◆ **The task**
Every record here should be printed again exactly.
━━━━━ Entries shown ━━━━━
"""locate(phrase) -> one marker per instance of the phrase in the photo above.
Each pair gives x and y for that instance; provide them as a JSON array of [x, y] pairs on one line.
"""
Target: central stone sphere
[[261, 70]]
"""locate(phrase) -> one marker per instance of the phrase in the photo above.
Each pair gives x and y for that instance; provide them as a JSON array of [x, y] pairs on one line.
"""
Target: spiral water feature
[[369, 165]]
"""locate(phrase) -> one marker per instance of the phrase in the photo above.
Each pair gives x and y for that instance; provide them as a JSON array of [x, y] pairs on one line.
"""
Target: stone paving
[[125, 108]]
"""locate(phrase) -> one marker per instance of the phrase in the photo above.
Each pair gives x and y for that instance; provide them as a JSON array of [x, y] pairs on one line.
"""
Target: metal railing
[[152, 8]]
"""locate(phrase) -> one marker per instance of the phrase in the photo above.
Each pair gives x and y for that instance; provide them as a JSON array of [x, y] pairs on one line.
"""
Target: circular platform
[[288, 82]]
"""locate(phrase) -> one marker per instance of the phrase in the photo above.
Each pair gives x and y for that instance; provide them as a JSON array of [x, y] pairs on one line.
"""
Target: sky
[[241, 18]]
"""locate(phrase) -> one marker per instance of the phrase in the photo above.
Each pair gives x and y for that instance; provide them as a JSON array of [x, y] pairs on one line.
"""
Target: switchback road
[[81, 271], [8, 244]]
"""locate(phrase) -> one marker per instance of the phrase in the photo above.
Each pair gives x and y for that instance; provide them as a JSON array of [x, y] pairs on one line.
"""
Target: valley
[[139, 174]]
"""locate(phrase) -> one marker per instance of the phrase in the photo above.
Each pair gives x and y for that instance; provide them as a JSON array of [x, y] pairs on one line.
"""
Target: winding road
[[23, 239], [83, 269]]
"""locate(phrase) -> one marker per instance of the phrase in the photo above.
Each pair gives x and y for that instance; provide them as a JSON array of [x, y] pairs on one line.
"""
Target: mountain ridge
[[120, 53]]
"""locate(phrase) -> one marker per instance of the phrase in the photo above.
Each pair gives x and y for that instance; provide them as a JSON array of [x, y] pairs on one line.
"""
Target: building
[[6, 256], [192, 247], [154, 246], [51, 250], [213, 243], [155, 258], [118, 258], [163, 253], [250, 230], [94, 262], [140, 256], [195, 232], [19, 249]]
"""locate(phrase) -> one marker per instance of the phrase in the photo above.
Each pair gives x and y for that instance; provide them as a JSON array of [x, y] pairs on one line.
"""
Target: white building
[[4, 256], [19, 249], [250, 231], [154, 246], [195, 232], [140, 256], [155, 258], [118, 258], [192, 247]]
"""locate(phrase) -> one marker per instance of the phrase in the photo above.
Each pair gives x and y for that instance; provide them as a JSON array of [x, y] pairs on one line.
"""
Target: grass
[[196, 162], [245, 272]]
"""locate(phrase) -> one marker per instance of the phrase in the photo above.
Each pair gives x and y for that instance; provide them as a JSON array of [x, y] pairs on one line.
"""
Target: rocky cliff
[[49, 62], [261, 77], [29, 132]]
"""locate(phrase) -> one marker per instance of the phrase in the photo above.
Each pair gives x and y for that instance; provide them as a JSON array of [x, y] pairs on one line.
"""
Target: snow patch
━━━━━
◆ **Answer to the exercise**
"""locate(phrase) -> one marker per instance of the phrase in the photo above.
Each pair gives x and y for that instance; provide them as a JSON array of [x, y] pairs on one line.
"""
Target: central stone sphere
[[261, 70]]
"""locate(phrase) -> one marker per instance of the phrase in the photo above.
Each pair gives x and y for that instance; provide them as a JSON array of [x, y] pairs on one line.
"""
Target: spiral water feature
[[369, 165]]
"""locate(phrase) -> one marker per instance of the phrase in the photo above.
Each pair gives x and y for that instance; provide them as a JSON array of [x, y] pairs on one line.
"""
Target: stone paving
[[125, 108]]
"""locate(phrase) -> one marker per instance of the phrase in the photo above.
Each pair gives x and y for that instance; provide them as a JSON array of [x, y] pairs on one line.
"""
Target: metal railing
[[152, 8]]
"""locate(phrase) -> one marker per instance of the phrase in the photo above.
Each pair gives x and y for that instance; provide them as a JSON array of [x, y] pairs on one line.
"""
Target: circular platform
[[288, 82]]
"""locate(phrase) -> one marker per instance of the phrase in the photo above.
Each pair gives x and y for that instance; provide them as a JSON array of [x, y] pairs on one line.
"""
Target: sky
[[241, 18]]
"""locate(phrase) -> one marker per instance of the phrase in the photo above.
Each pair gives x and y for that instance; provide them as a JSON array of [x, y] pairs on one line.
"""
Target: switchback road
[[81, 271], [8, 244]]
"""locate(phrase) -> one marker per instance of the phrase in the photo above.
Each pair gives x and y for that instance; provide them as a JSON array of [x, y] pairs on one line.
"""
Target: valley
[[139, 174]]
"""locate(phrase) -> one marker per instance of the phrase in the photo above.
Each pair gives x and y for that instance; provide them as a JSON array of [x, y] pairs on one line.
"""
Target: winding road
[[23, 239], [83, 269]]
"""locate(phrase) -> one marker per instance of the phrase in the photo above.
Each pair gives x and y for that instance; provide them as a JSON array of [x, y] pairs on one line.
"""
Target: mountain ridge
[[120, 53]]
"""locate(phrase) -> one marker per instance of the phrase in the photo above.
Each pair gives x and y for that instance; provide them as a JSON array of [x, y] pairs on one line.
"""
Target: building
[[6, 256], [192, 247], [154, 246], [51, 250], [213, 243], [155, 258], [118, 258], [163, 253], [250, 230], [94, 262], [140, 256], [195, 232], [19, 249]]
"""locate(phrase) -> one marker per instance of the phrase in the photo above.
Each pair gives x and y for that instance; provide them as a JSON array of [x, y] pairs on one line.
"""
Target: white building
[[4, 256], [19, 249], [250, 231], [154, 246], [195, 232], [140, 256], [155, 258], [118, 258], [192, 247]]
"""locate(phrase) -> one marker per instance of the phrase in the photo above.
Each pair gives x and y for that instance; provide them as a JSON array of [x, y] pairs on one line.
"""
Target: grass
[[196, 162], [245, 272]]
"""locate(phrase) -> one marker per instance of the phrase in the photo above.
Each pair gives x and y for that instance; provide them as a JSON array of [x, y] pairs on one line.
"""
Target: rocky cliff
[[49, 62], [261, 77], [29, 132]]
"""locate(phrase) -> one marker per instance of the phrase in the photo above.
Each pair gives x and y for that instance; provide them as a JSON array of [x, y] pairs on one line.
"""
Target: snow patch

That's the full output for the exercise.